**Prompt 1**. From the Red Fort passage below, give again the part that begins at the words "Whether by design" and stops after the words "fort was retaken.".
**Prompt 2**. According to the Red Fort passage below, how high are the fort's walls?
**Prompt 3**. Finish out the next part of the Red Fort passage below, carrying on after its last sentence.

**Source text**.

The Red Fort, named after its sandstone, the colour of dried blood, dominates the eastern end of Chandni Chowk. Built on an epic scale, its walls are 70 feet high and its gates still seem impregnable to all but the heaviest artillery. It was the scene of the fall of the Mughal Empire, when in 1857 the Indian Mutiny came within a hair’s breadth of expelling the British. The spark was allegedly set by a British officer’s insistence that the Hindu troops bite off a percussion cap on bullets that had been greased with cow fat. The Muslim troops believed it was pig fat. Each group were incensed and British military intransigence triggered revolt.

Whether by design or accident, the rebellion coalesced around an old and unwilling Mughal Emperor, Badar Shah, and drew in 80% of the native regiments. The British were outgunned and outnumbered. A must read on the subject is William Dalrymple’s account, ‘The Last Mughal’. The British were in no position to quell the uprising until internecine squabbles between Hindu and Muslim soldiers divided the movement and the fort was retaken.

**Stored data**.

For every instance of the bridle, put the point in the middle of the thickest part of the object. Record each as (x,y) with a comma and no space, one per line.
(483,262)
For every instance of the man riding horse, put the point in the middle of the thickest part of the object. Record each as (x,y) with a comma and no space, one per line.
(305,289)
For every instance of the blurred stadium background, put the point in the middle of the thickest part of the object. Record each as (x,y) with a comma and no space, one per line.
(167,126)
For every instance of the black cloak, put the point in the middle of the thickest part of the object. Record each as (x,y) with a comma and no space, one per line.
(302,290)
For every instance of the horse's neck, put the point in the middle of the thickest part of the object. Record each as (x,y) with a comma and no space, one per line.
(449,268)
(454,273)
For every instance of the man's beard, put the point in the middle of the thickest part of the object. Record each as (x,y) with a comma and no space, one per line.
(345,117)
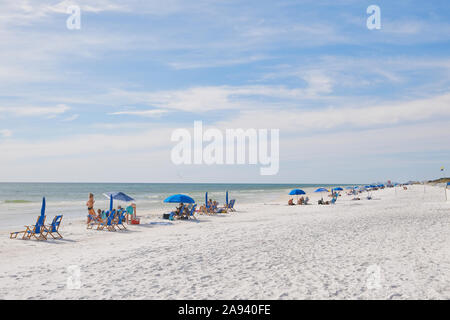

**Answer 1**.
Whether by design or accident, the rebellion coalesced around an old and unwilling Mughal Emperor, Badar Shah, and drew in 80% of the native regiments. The British were outgunned and outnumbered. A must read on the subject is William Dalrymple’s account, ‘The Last Mughal’. The British were in no position to quell the uprising until internecine squabbles between Hindu and Muslim soldiers divided the movement and the fort was retaken.

**Answer 2**. The walls are 70 feet high.

**Answer 3**.
In some dilapidation, even by the time of the uprising, the walls of the fort accommodated what had become imperial slums where the numerous and impoverished descendants of the Mughal line lived. The once mighty Mughal empire was in terminal decline and would have fallen in any event, to rival forces from the Punjab or Rajasthan, if not the British.

The moat is empty and the palace gardens are dominated by former British garrison barracks but the mosques, bath houses and palaces remain in reasonable enough order to give an impression of the opulence of the Mughals at the peak of their powers.

One can only imagine the path that history would have taken, had the Indian’s been capable of overcoming their own bitter religious differences, at any time before the Mutiny of 1857 or for that matter, the Partition of 1947.